[Records]
○ ○ ○ ○

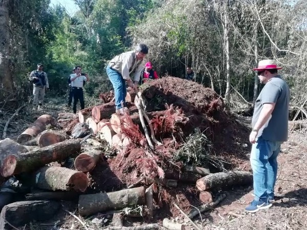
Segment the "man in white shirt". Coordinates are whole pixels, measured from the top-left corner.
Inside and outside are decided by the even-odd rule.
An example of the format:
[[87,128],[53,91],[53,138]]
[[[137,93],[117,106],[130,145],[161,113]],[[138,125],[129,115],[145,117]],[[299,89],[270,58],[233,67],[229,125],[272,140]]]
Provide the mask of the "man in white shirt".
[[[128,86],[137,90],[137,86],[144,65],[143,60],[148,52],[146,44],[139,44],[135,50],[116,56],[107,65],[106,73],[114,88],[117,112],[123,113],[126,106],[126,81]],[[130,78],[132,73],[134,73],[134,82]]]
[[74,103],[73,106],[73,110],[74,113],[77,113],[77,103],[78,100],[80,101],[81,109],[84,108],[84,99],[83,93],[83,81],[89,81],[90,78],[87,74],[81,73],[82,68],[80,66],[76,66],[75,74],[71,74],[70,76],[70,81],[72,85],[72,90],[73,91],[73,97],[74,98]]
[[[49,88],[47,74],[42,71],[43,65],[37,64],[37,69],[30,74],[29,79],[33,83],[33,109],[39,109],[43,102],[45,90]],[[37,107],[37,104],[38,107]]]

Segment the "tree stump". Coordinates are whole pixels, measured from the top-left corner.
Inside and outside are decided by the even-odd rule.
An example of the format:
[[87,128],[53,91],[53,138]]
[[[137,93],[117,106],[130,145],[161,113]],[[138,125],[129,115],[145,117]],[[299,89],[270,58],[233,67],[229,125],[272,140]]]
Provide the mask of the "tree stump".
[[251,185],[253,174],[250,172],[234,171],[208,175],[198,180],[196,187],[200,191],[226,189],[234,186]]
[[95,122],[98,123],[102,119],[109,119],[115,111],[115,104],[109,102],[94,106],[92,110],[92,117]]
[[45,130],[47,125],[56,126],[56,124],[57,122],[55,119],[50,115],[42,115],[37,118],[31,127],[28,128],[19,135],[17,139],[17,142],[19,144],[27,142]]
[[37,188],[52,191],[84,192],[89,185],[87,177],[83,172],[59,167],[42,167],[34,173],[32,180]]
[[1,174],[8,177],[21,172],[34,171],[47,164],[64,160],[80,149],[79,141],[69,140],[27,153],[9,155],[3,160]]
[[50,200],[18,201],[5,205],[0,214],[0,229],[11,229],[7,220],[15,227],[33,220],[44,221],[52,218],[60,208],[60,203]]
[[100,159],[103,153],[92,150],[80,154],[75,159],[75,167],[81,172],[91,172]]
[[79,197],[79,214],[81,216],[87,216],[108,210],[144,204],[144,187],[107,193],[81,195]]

○ ○ ○ ○

→ WORK REQUIRED: Render every line of the records above as a Markdown table with the columns Number and Record line. Skip blank lines and leave the pictures out.

→ TASK OUTPUT:
| Number | Record line |
|---|---|
| 1 | Segment the "man in white shirt". Coordinates are whole pixels, measured from the top-left corner. |
| 2 | Inside and outside are decided by the even-odd rule. |
| 3 | An example of the format: |
| 4 | [[87,128],[53,91],[53,138]] |
| 5 | [[[137,93],[117,106],[130,145],[161,113]],[[138,125],[129,115],[145,117]],[[299,89],[270,58],[233,67],[229,125],[272,140]]] |
| 6 | Provide the mask of the "man in white shirt". |
| 7 | [[[128,86],[137,90],[137,86],[144,65],[143,60],[148,52],[146,44],[139,44],[135,50],[116,56],[107,65],[106,73],[114,88],[117,112],[123,113],[126,106],[126,81]],[[130,78],[132,73],[134,73],[134,82]]] |
| 8 | [[74,103],[73,106],[73,110],[74,113],[77,113],[77,103],[78,100],[80,101],[81,109],[84,108],[84,99],[83,93],[83,81],[89,81],[90,78],[87,74],[81,73],[82,68],[80,66],[76,66],[75,74],[71,74],[70,76],[70,81],[72,85],[72,90],[73,91],[73,97],[74,98]] |
| 9 | [[[49,88],[47,74],[42,71],[43,65],[37,64],[37,69],[30,74],[29,79],[33,83],[33,109],[39,109],[43,102],[45,90]],[[37,107],[37,104],[38,107]]] |
| 10 | Segment the "tree stump". Coordinates are whole pixels, measured from the top-left corner. |
| 11 | Inside and outside are decided by the even-odd rule. |
| 12 | An example of the format: |
| 13 | [[87,128],[53,91],[53,138]] |
| 14 | [[[137,93],[117,106],[130,145],[161,113]],[[138,125],[129,115],[145,117]],[[299,89],[270,58],[233,67],[229,125],[272,140]]] |
| 15 | Provide the mask of the "tree stump". |
| 16 | [[251,185],[253,174],[250,172],[234,171],[208,175],[198,180],[196,187],[200,191],[226,189],[234,186]] |
| 17 | [[95,122],[98,123],[102,119],[109,119],[115,111],[115,104],[109,102],[94,106],[92,110],[92,117]] |
| 18 | [[45,130],[47,125],[56,126],[56,124],[57,122],[55,119],[50,115],[42,115],[37,118],[31,127],[28,128],[19,135],[17,139],[17,142],[19,144],[27,142]] |
| 19 | [[37,188],[52,191],[84,192],[89,185],[87,177],[83,172],[59,167],[42,167],[34,173],[32,180]] |
| 20 | [[1,174],[8,177],[21,172],[34,171],[47,164],[64,160],[80,149],[79,141],[69,140],[27,153],[9,155],[3,160]] |
| 21 | [[50,200],[18,201],[5,205],[0,214],[0,229],[11,229],[7,220],[15,227],[33,220],[44,221],[52,218],[60,208],[60,203]] |
| 22 | [[100,159],[103,153],[92,150],[80,154],[75,159],[75,167],[81,172],[91,172]] |
| 23 | [[79,197],[79,214],[81,216],[87,216],[108,210],[144,204],[144,187],[107,193],[81,195]] |